THE PROBLEM ▸ Format every line of the listing below as a numbered list, omitting any blank lines.

[Excerpts from a detection dataset]
- - - -
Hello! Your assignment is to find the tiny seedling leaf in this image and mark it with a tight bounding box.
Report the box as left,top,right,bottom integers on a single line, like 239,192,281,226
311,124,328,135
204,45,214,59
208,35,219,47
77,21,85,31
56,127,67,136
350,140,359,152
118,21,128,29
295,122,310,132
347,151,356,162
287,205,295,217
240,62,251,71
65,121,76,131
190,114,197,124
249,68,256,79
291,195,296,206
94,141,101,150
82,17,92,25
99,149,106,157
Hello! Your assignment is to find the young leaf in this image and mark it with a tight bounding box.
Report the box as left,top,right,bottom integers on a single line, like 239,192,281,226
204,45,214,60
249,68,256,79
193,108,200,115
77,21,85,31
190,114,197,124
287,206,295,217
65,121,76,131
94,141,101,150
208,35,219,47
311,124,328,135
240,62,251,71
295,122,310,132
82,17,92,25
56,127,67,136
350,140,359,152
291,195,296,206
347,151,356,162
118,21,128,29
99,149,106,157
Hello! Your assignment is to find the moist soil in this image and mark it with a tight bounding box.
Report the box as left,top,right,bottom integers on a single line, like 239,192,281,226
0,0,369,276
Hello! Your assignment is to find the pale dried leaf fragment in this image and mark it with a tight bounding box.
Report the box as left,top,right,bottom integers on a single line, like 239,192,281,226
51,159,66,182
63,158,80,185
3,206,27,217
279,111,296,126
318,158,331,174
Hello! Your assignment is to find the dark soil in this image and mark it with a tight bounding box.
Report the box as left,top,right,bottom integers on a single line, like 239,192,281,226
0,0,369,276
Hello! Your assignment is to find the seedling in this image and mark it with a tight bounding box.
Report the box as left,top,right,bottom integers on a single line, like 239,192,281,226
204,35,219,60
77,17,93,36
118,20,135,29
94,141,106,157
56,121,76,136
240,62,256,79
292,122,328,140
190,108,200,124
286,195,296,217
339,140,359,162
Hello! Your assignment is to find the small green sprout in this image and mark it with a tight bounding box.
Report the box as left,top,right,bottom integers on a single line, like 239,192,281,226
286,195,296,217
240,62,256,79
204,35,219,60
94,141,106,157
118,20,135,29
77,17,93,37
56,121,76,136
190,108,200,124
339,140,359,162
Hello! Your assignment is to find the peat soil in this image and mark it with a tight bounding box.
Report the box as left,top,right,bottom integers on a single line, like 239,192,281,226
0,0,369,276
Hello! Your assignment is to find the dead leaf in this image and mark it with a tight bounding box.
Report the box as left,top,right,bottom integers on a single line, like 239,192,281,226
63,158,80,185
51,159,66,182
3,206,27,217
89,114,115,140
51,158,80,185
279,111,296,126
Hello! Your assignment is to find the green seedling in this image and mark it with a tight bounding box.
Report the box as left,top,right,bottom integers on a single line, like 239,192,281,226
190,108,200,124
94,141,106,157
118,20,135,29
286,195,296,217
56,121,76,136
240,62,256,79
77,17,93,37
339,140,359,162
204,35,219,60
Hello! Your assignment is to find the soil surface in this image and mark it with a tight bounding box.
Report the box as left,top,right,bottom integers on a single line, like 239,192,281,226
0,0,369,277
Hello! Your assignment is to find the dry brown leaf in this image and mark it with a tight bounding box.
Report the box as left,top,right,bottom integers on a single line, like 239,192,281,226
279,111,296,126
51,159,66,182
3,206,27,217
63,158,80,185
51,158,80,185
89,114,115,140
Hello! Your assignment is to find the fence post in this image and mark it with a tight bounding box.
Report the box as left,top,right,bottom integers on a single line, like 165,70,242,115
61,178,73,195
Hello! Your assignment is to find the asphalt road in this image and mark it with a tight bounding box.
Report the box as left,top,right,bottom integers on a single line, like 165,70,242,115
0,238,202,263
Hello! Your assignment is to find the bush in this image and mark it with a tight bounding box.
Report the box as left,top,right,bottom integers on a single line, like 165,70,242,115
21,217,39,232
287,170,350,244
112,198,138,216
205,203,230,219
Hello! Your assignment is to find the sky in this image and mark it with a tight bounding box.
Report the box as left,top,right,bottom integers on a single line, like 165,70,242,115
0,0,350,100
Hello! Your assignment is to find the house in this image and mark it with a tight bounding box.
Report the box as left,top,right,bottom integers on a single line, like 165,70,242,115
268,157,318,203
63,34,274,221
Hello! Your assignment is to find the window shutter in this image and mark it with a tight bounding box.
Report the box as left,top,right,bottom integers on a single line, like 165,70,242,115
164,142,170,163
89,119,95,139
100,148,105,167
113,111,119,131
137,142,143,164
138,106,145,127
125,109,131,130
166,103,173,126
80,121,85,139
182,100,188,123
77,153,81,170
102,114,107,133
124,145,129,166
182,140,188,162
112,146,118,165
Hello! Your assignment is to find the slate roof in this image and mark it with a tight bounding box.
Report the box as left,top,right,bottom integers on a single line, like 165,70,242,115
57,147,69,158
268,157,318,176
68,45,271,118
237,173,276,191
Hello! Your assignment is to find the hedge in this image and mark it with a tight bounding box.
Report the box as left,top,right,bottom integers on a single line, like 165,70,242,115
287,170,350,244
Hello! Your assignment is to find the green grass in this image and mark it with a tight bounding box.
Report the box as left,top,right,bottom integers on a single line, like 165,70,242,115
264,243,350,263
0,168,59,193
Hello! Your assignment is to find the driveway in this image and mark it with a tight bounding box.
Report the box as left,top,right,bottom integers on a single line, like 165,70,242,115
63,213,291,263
- - - -
COMPLETE ANSWER ▸
1. Hello! Your assignment is to find the tiny seedling leaf in this image and mark it with a tight bounding box.
2. Report the box as left,top,right,bottom integers on a single line, like 239,192,281,226
3. 311,124,328,135
4. 204,45,214,59
5. 208,35,219,47
6. 77,21,85,31
7. 56,127,67,136
8. 350,140,359,152
9. 118,21,128,29
10. 295,122,310,132
11. 347,151,356,162
12. 287,205,295,217
13. 240,62,251,71
14. 65,121,76,131
15. 190,114,197,124
16. 249,68,256,79
17. 291,195,296,206
18. 94,141,101,150
19. 82,17,92,25
20. 99,149,106,157
21. Hello! Your assignment is to find the young leaf in this image and mark it with a tight bounding box.
22. Report the box as left,top,right,bottom integers on a single line, like 239,192,281,226
23. 204,45,214,60
24. 249,68,256,79
25. 193,108,200,115
26. 77,21,85,31
27. 190,114,197,124
28. 287,206,295,217
29. 65,121,76,131
30. 94,141,101,150
31. 208,35,219,47
32. 311,124,328,135
33. 240,62,251,71
34. 295,122,310,132
35. 82,17,92,25
36. 56,127,67,136
37. 350,140,359,152
38. 291,195,296,206
39. 347,151,356,162
40. 118,21,128,29
41. 99,149,106,157
42. Hello! Your assignment is to find the moist soil in this image and mark it with a tight bounding box.
43. Report the box as left,top,right,bottom integers on a single line, like 239,192,281,226
44. 0,0,369,276
45. Hello! Your assignment is to find the pale dried leaf fragment in this image and mark it with a tight bounding box.
46. Report the box as left,top,right,bottom integers on a single line, like 239,192,281,226
47. 51,159,66,182
48. 63,158,80,185
49. 3,206,27,217
50. 279,111,296,126
51. 318,158,331,174
52. Hello! Your assignment is to find the dark soil in this image and mark it with a tight bounding box.
53. Report the box as left,top,right,bottom integers on a single line, like 239,192,281,226
54. 0,0,369,276
55. Hello! Your assignment is to find the seedling in this image and mark it with a tight bounding box.
56. Report the box as left,top,right,bottom integers on a single line, like 239,192,281,226
57. 204,35,219,60
58. 77,17,93,36
59. 118,20,135,29
60. 94,141,106,157
61. 56,121,76,136
62. 240,62,256,79
63. 292,122,328,140
64. 190,108,200,124
65. 286,195,296,217
66. 339,140,359,162
67. Hello! Your assignment is to find the small green sprout in this image and mark it with a tight bounding box.
68. Report the box as left,top,right,bottom integers on a single line, like 239,192,281,226
69. 286,195,296,217
70. 240,62,256,79
71. 204,35,219,60
72. 94,141,106,157
73. 118,20,135,29
74. 77,17,93,37
75. 56,121,76,136
76. 190,108,200,124
77. 339,140,359,162
78. Hello! Your assignment is to find the peat soil in this image and mark it with a tight bounding box.
79. Report the box as left,top,right,bottom integers on a single line, like 239,192,281,226
80. 0,0,369,276
81. Hello! Your assignment is to find the dead leaf in this image and mark it with a tight bounding box.
82. Report the box as left,top,right,bottom integers on a single line, like 239,192,281,226
83. 63,158,80,185
84. 51,159,66,182
85. 3,206,27,217
86. 89,114,115,140
87. 51,158,80,185
88. 279,111,296,126
89. Hello! Your assignment is to find the green seedling in this image and mark it with a tight bounding box.
90. Report the box as left,top,right,bottom integers on a single line, like 239,192,281,226
91. 190,108,200,124
92. 94,141,106,157
93. 118,20,135,29
94. 286,195,296,217
95. 56,121,76,136
96. 240,62,256,79
97. 77,17,93,37
98. 339,140,359,162
99. 204,35,219,60
100. Hello! Your assignment is to find the soil surface in this image and mark it with a tight bounding box.
101. Report the box as left,top,right,bottom integers on a single line, like 239,192,281,226
102. 0,0,369,277
103. Hello! Your assignment is to find the dry brown leaf in this image and mark it with a tight bounding box.
104. Report the box as left,top,right,bottom integers on a single line, like 239,192,281,226
105. 279,111,296,126
106. 51,159,66,182
107. 3,206,27,217
108. 63,158,80,185
109. 51,158,80,185
110. 89,114,115,140
111. Hello! Your assignment is to find the fence post in this image and mark it with a tight bounding box.
112. Report the box as left,top,right,bottom integers on a single line, like 165,70,242,115
113. 61,178,73,195
114. Hello! Your assignment is to find the asphalt road in this image and mark it with a tight bounding box.
115. Report the box as left,top,right,bottom integers on a single line, like 165,70,242,115
116. 0,238,202,263
117. Hello! Your assignment is to find the bush in this image and mark it with a tight bounding box.
118. Report the box as left,top,right,bottom integers on a single line, like 165,70,242,115
119. 21,217,39,232
120. 287,170,350,244
121. 112,198,138,216
122. 205,203,230,219
123. Hello! Your assignment is to find the sky in this image and mark it with a tight bounding box.
124. Report the box as left,top,right,bottom integers on a single line, like 165,70,242,115
125. 0,0,350,100
126. Hello! Your assignment is to find the house in this image and mark it with a tight bounding box.
127. Report the box as left,top,right,bottom integers on a single line, like 165,70,242,115
128. 268,157,318,203
129. 63,34,274,221
130. Hello! Your assignment is to find the window shutter in this image and mark it with a tight bounding box.
131. Report the box as left,top,right,bottom integers on a single line, like 165,70,242,115
132. 164,142,170,163
133. 89,119,95,139
134. 100,148,105,167
135. 113,111,119,131
136. 137,142,143,164
137. 138,106,145,127
138. 125,109,131,130
139. 166,103,173,126
140. 80,121,85,139
141. 182,100,188,123
142. 77,153,81,170
143. 102,114,107,133
144. 124,145,129,166
145. 182,140,188,162
146. 112,146,118,165
147. Hello! Your assignment is to find the slate roof in this image and mark it with a tight bounding box.
148. Report the box as left,top,right,bottom integers on a single line, like 165,70,242,115
149. 57,147,69,158
150. 268,157,318,176
151. 68,45,271,118
152. 237,173,276,191
153. Hello! Your assignment is to find the hedge in this image and mark it with a tight bounding box.
154. Report the box as left,top,right,bottom integers on a single line, like 165,70,242,115
155. 287,170,350,244
156. Hello! Your assignment is to find the green grass in this image and mark it with a tight bounding box.
157. Report the box as left,top,right,bottom integers on a single line, like 165,70,242,115
158. 264,243,350,263
159. 0,168,59,193
160. Hello! Your assignment is to find the driveway in this image and mark it with a tight bounding box.
161. Report the box as left,top,right,bottom integers on a single line, like 165,70,242,115
162. 63,213,291,263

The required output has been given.